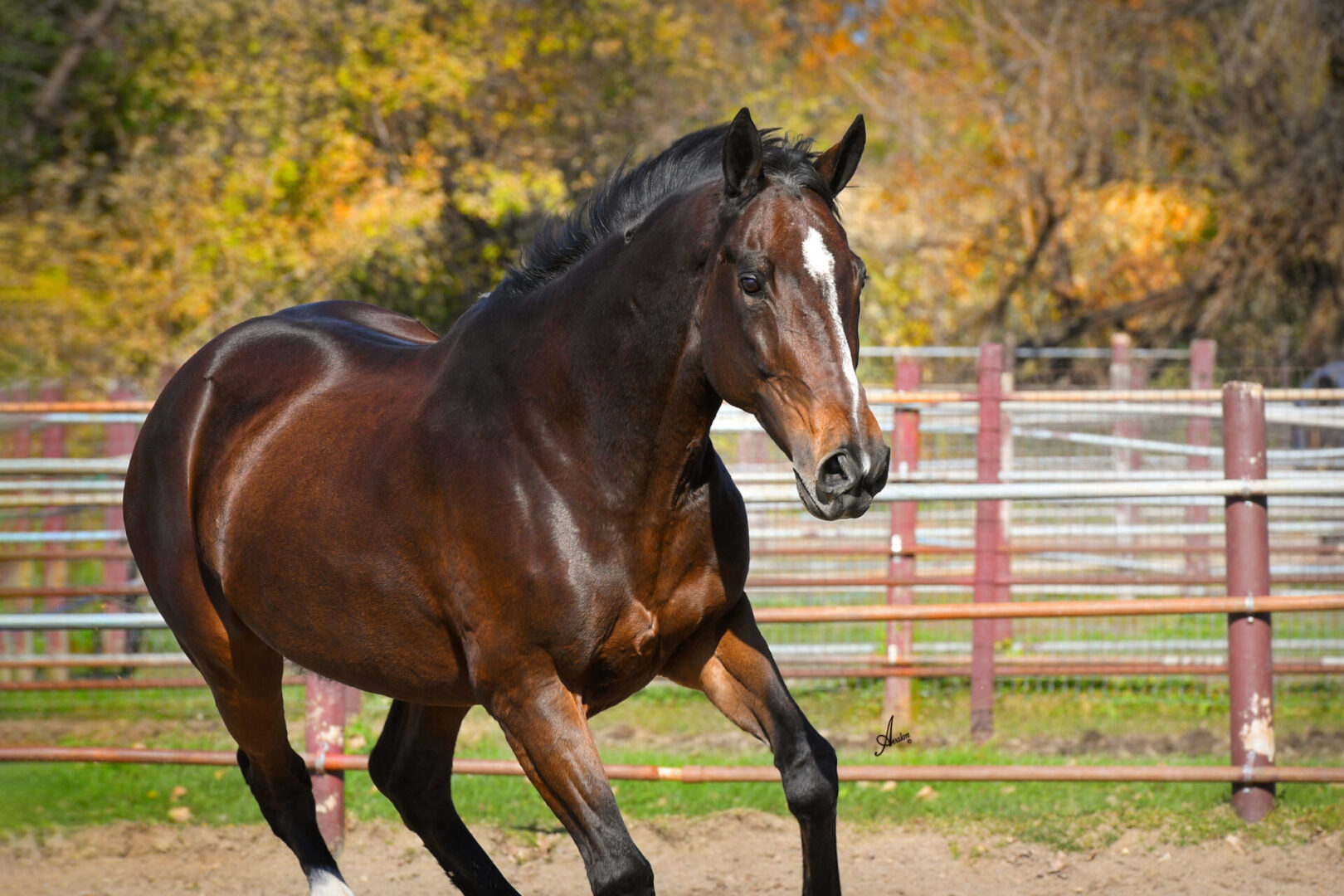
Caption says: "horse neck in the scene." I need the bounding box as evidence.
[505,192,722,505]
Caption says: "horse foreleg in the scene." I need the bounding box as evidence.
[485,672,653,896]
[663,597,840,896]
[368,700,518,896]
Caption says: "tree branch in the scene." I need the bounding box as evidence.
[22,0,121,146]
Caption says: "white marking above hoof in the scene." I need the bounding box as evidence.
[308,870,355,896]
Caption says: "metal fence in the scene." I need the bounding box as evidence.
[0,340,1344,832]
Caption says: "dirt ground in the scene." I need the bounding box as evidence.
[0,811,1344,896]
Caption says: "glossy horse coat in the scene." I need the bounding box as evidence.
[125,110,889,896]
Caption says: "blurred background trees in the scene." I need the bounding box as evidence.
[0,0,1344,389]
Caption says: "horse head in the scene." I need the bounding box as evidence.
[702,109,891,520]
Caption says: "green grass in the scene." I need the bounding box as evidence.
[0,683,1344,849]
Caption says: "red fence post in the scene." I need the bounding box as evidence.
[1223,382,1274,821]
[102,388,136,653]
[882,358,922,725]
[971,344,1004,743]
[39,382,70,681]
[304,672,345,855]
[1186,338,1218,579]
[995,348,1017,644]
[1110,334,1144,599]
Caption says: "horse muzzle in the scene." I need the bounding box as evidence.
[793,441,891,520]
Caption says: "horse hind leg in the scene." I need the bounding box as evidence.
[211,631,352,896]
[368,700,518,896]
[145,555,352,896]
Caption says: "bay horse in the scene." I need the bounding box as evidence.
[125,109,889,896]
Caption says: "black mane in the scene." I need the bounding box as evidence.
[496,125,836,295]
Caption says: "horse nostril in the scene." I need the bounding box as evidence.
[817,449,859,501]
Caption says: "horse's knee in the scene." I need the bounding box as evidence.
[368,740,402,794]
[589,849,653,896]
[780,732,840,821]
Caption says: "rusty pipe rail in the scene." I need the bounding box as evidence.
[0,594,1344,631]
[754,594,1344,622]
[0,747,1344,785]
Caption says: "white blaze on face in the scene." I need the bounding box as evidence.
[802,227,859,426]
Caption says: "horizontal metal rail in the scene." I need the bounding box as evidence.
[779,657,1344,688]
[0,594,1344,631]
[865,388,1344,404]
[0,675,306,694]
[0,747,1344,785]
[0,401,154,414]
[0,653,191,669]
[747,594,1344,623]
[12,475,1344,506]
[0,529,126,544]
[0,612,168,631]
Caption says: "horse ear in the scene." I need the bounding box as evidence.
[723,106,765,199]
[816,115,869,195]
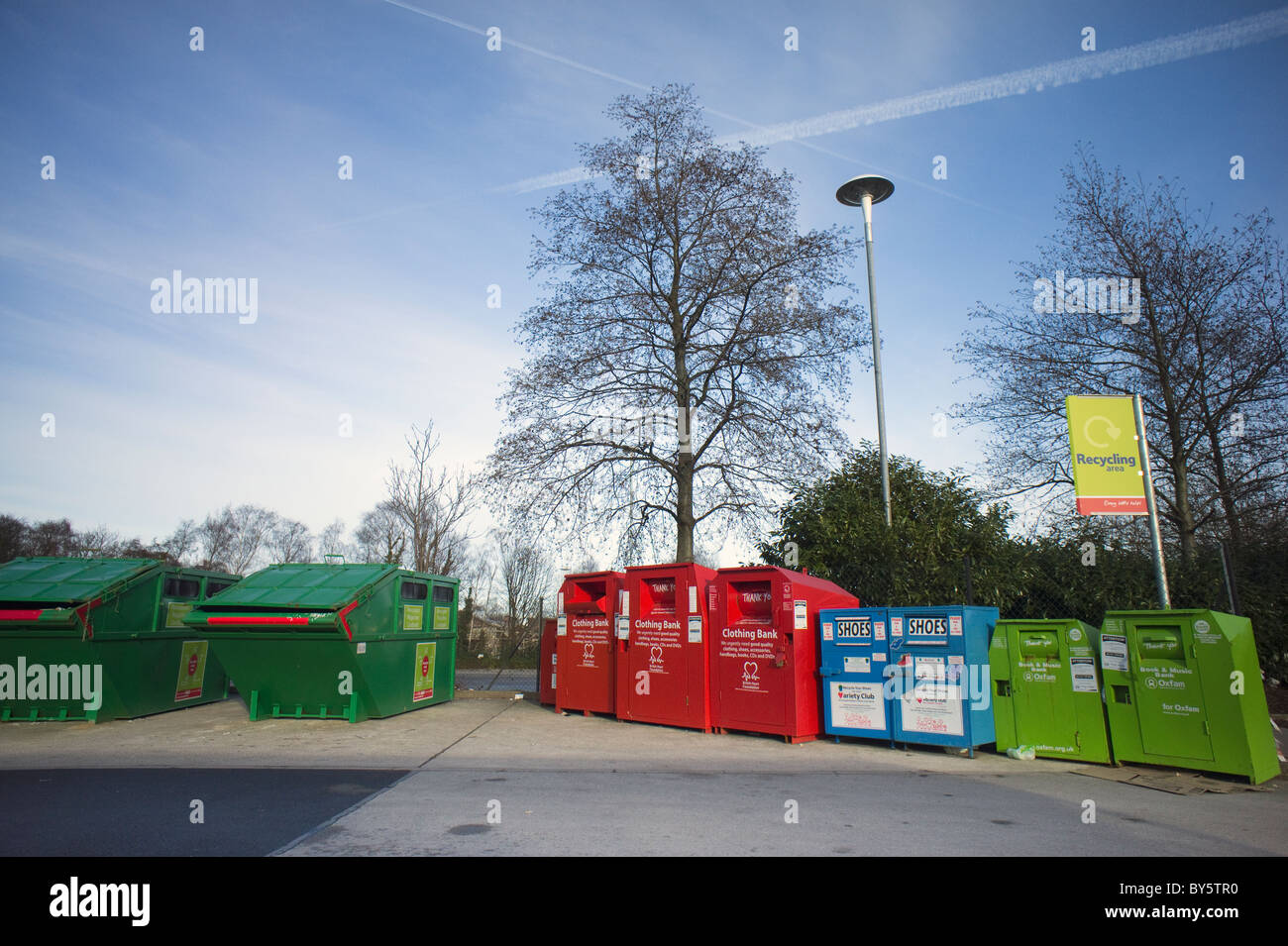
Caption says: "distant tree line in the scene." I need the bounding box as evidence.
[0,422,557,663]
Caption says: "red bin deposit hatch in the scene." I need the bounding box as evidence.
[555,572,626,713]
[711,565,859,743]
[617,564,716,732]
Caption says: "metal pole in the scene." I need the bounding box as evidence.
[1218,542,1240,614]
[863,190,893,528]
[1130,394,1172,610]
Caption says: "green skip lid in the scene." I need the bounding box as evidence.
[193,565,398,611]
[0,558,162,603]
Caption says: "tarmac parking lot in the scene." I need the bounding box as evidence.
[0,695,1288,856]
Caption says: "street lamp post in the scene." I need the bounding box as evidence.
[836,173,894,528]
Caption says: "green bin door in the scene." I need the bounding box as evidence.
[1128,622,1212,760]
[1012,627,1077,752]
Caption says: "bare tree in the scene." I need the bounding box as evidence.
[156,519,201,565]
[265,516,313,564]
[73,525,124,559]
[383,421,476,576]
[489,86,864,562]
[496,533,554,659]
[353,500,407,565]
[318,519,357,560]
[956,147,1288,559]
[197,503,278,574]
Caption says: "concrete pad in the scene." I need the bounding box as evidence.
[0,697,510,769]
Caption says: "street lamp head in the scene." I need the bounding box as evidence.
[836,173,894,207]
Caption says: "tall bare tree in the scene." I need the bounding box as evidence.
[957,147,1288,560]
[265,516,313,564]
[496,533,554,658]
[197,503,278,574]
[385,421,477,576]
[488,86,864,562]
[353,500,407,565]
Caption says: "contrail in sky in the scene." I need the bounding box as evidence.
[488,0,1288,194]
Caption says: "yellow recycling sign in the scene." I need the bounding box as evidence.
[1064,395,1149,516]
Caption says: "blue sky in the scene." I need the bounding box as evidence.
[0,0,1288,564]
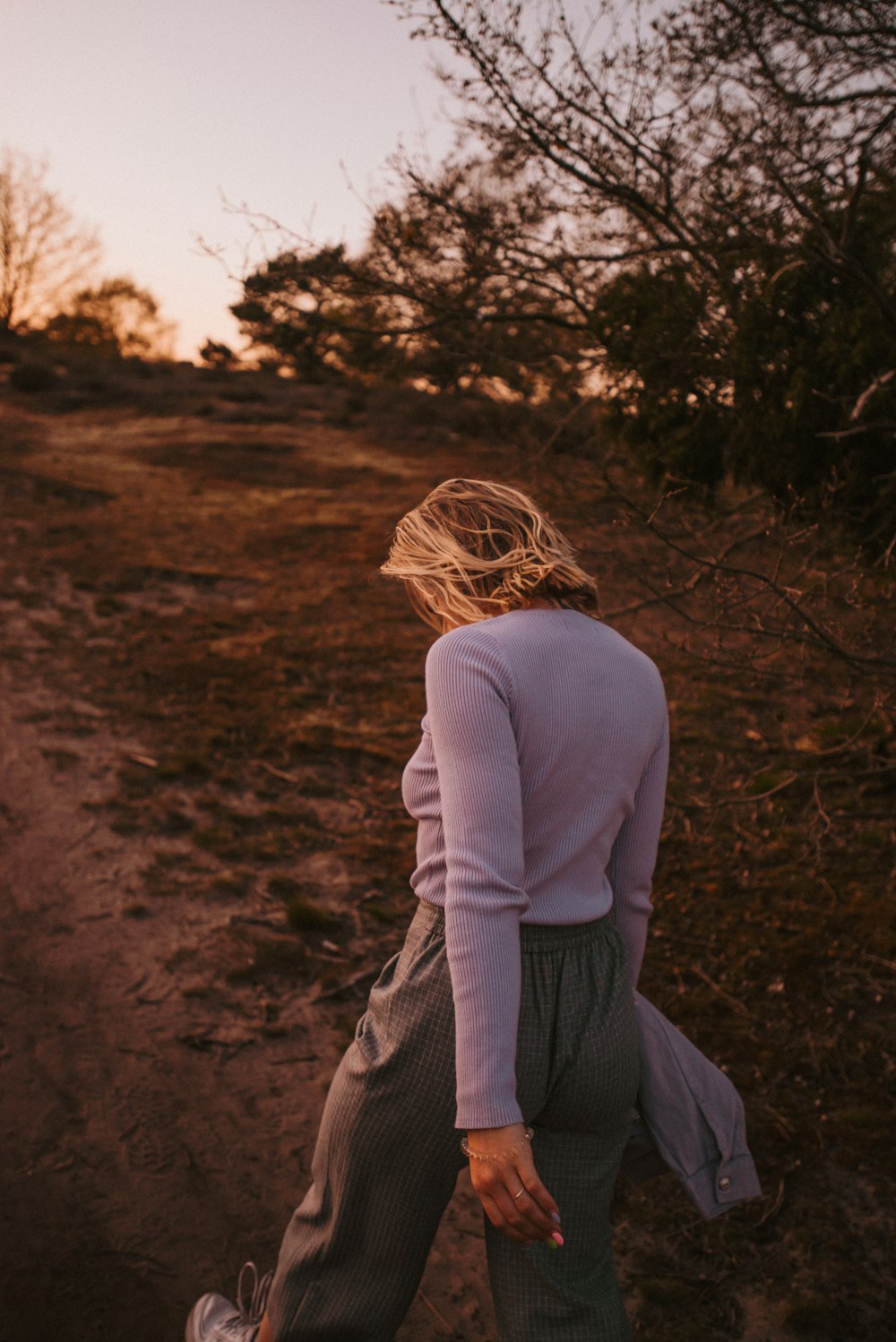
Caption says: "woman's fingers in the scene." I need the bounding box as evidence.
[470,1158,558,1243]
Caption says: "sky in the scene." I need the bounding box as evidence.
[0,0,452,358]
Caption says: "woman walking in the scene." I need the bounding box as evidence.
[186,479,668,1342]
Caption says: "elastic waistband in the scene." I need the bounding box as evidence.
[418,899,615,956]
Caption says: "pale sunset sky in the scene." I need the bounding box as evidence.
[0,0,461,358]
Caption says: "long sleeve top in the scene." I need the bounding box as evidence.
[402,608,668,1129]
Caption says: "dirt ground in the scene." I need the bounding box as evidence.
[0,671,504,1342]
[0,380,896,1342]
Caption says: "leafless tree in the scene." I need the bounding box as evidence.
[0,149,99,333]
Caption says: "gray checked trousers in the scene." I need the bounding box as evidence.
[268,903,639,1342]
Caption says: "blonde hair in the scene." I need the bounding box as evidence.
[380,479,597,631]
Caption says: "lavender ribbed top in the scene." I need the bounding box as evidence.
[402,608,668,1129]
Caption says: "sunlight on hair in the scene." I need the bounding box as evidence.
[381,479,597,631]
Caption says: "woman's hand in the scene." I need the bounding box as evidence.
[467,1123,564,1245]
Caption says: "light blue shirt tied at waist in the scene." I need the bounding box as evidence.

::::::::::

DIRECTIONS FOR THIS TASK
Copy all of the material above word for word, leaving out the pictures.

EXERCISE RESPONSE
Caption says: "horse neck in the scene." I need the bounding box as evidence.
[505,192,722,505]
Caption says: "horse foreleg in the scene." I need the bounding box as evidence.
[485,672,653,896]
[663,597,840,896]
[368,700,518,896]
Caption says: "tree branch in the scene." I need the bounding box as evidence.
[22,0,121,146]
Caption says: "white marking above hoof in the scene." I need the bounding box as evidence.
[308,870,355,896]
Caption says: "metal fence in the scene." I need the bounding box as evidence.
[0,340,1344,832]
Caption says: "dirt ground in the scene." I need the bounding box as evidence.
[0,811,1344,896]
Caption says: "glossy horse coat in the scene." I need the bounding box as evidence.
[125,110,889,896]
Caption says: "blurred background trees in the scene." I need the bounding box as evidence.
[0,0,1344,389]
Caption says: "horse head in the scene." I need the bounding box as evidence.
[702,109,891,520]
Caption says: "green grass in the scene." I need the bounding box as evidence.
[0,683,1344,849]
Caption says: "red fence post in the scene." I need the bounding box as evidence.
[1223,382,1274,821]
[102,388,136,653]
[882,358,922,725]
[971,344,1004,743]
[39,382,70,681]
[304,672,345,855]
[1186,338,1218,579]
[995,348,1017,644]
[1110,334,1144,599]
Caption says: "horse muzzle in the scene." I need the bounding box as evidence.
[793,441,891,520]
Caption says: "horse hind leg in the scene." I need the bounding box as evidence.
[211,631,352,896]
[368,700,518,896]
[145,555,352,896]
Caption says: "bay horse in the scene." I need the bounding box as evidence.
[125,109,889,896]
Caption says: "black mane in the scene." I need the bounding box as evidence.
[496,125,836,295]
Caption says: "horse nostril in the scene." I need the bounding box as evidence.
[817,449,859,501]
Caption says: "horse's knee in the scene." I need the bounding box as evidence.
[368,740,402,794]
[589,849,653,896]
[780,732,840,821]
Caption says: "rusty pipe rail in the scene." I need the bounding box as evidence.
[0,594,1344,631]
[754,594,1344,622]
[0,747,1344,785]
Caption says: "white blaze on face in the scene." I need the bounding box as evidence.
[802,227,859,426]
Caption says: "horizontal metal rail in the scene." I need the bounding box as evidence.
[779,657,1344,688]
[0,594,1344,631]
[865,388,1344,404]
[0,675,306,694]
[0,747,1344,785]
[0,401,154,414]
[0,653,191,669]
[747,594,1344,623]
[12,475,1344,506]
[0,529,126,544]
[0,612,168,631]
Caption says: "horse ear in the scene." I need the bounding box as evidence.
[723,106,765,199]
[816,115,869,195]
Caption says: "distant tree line in the scene." I need the bounding box as evidence.
[0,422,557,663]
Caption says: "red bin deposit hatch in the scene." I need the bounding box as evidence.
[555,572,626,713]
[711,565,859,743]
[617,564,716,732]
Caption says: "metal pole in the scene." I need the bounding box as evidence.
[1218,542,1240,614]
[863,190,893,528]
[1130,394,1172,610]
Caption says: "green skip lid in the scene." I need the bounding box as evidence.
[193,565,398,611]
[0,558,162,603]
Caption says: "tarmac parking lot in the scene." I need the bounding box as evidence.
[0,695,1288,856]
Caption says: "street lamp post in the scene." I need the bounding box as evidence.
[836,173,894,528]
Caption says: "green bin door in the scene." I need the bounding box as evidence.
[1128,622,1212,760]
[1012,627,1077,752]
Caption says: "bare tree in the scene." I need the bounding box as evidence.
[156,519,201,565]
[265,516,313,564]
[73,525,124,559]
[383,421,476,576]
[489,86,864,562]
[496,533,554,659]
[353,500,407,565]
[318,519,357,560]
[956,147,1288,559]
[197,503,278,574]
Caption says: "concrete pad in the scene." I need the bounding box as evidence.
[0,697,510,769]
Caption says: "street lamp head in the scene." I need the bounding box as evidence.
[836,173,894,207]
Caption says: "tall bare tree in the scene." I need the bounding box as evidence.
[957,147,1288,560]
[265,516,313,564]
[496,533,554,658]
[197,503,278,574]
[385,421,477,576]
[488,86,864,562]
[353,500,407,565]
Caption says: "contrail in sky in the scene." I need the bounding box as evidence.
[488,0,1288,194]
Caption says: "yellow recycling sign in the scene." I need the bounding box as evidence.
[1064,395,1149,516]
Caption says: "blue sky in the scene." I need the bounding box as evidence.
[0,0,1288,564]
Caption says: "woman's fingers in the scene." I need the bounding box as evidence.
[470,1158,558,1243]
Caption says: "sky in the scene." I need the bounding box as evidence.
[0,0,452,358]
Caption says: "woman walking in the scene." I need the bounding box as evidence.
[186,479,668,1342]
Caption says: "elastic waistband in the scene." I need the bounding box as evidence.
[418,899,615,956]
Caption says: "pale sunset sky in the scene." I need the bounding box as evidence.
[0,0,461,358]
Caption says: "long sleeve top in the scene." I need the bounding box as evidence.
[402,608,668,1129]
Caption says: "dirt ground in the scene." I need the bounding box as evidence.
[0,671,504,1342]
[0,380,896,1342]
Caption says: "leafless tree in the scene." I need the bounding box as evidence.
[0,149,99,333]
Caption says: "gray checked trousers in the scene." I need the bounding box as evidence.
[268,903,639,1342]
Caption says: "blonde hair in the scene." I need the bounding box as evidence.
[380,479,597,631]
Caption says: "lavender ribbed top in the scene." I need the bounding box as evidence.
[402,608,668,1129]
Caption says: "sunlight on hair in the scene." I need the bounding box as evidence.
[381,479,597,631]
Caption says: "woman's hand in the scene." I need the bounding box as evidence.
[467,1123,564,1245]
Caption says: "light blue shirt tied at waist in the scene." I need the bounding box as evidence.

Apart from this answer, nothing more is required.